* Collection entries:
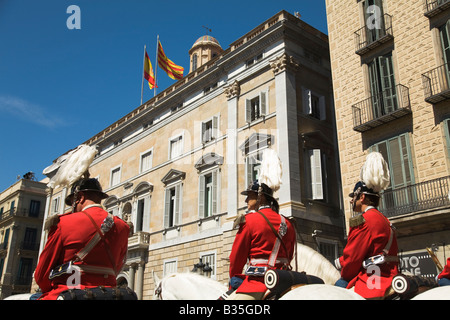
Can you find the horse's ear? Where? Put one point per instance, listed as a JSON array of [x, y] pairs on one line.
[[155, 276]]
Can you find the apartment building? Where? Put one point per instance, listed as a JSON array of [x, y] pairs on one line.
[[390, 70], [174, 167], [21, 216]]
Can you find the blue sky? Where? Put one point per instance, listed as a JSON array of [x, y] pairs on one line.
[[60, 86]]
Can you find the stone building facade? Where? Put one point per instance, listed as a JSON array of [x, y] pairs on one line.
[[175, 166], [389, 60], [21, 215]]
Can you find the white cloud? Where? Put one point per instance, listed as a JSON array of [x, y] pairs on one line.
[[29, 112]]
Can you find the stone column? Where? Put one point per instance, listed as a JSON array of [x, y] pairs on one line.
[[232, 93], [140, 280], [284, 68], [132, 273]]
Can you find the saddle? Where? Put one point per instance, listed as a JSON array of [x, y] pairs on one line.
[[98, 293], [279, 282], [406, 287]]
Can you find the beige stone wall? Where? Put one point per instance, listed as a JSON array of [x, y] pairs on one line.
[[416, 50]]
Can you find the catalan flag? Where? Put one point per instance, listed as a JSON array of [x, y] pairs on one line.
[[148, 72], [173, 71]]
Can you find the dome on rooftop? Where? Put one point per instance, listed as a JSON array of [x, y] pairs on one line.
[[206, 40]]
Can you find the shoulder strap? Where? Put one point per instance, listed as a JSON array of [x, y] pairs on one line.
[[281, 232], [99, 235]]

* What is needed: Change "Put one point per instance" to "Mark one point for each instance" wherever it occurs in the records above, and reproduce those lines with nothing else altered. Omit the pictures from your answer.

* Response to the task:
Can you find the horse's ear? Where? Mark one point for each instance, listed as a JSON array of [x, y] pairs on one line.
[[155, 276]]
Can you find the apartment building? Where? Mark one point for each instance, listed as a JSON array of [x, y] pairs on one line.
[[390, 70], [174, 167], [21, 216]]
Can you find the blue sky? Where? Mark one point for each instance, listed as a JSON array of [x, y] pairs on one line.
[[60, 86]]
Can you find the stone building facade? Where? Mark one point for each instance, listed as a JSON array of [x, y] pairs on one line.
[[175, 166], [389, 60], [21, 215]]
Can you find the white cloud? Where? Mark one point for each instance, listed as a JSON array of [x, y] pairs on one line.
[[29, 112]]
Can you find the stone column? Where? Mark one point for each instance, listed as a JSON array of [x, y] pairs on one line.
[[232, 93], [140, 280], [284, 68], [132, 273]]
Can you find the saddle? Where? Mark one point for each instance, listed as a JSON array of [x, y] pairs on one line.
[[98, 293], [279, 282], [406, 287]]
Can you find the beige stone wall? Where? Mark one point for each instance, listed as a JSON array of [x, y] pairs on one line.
[[416, 50]]
Can you find the catalan flag? Where? Mark one point for each instance, listed as a JSON array of [x, y] pairs on one line.
[[148, 72], [173, 71]]
Can you find the dome on rooftop? Where? Mark one point for each instance, listed as a JSON array of [x, y] pairs on one line.
[[206, 40]]
Can you find the shoulder strap? Where? Mark one point for each instance, listed as a JSON array of [x, y] pairs on one line.
[[281, 232], [99, 235]]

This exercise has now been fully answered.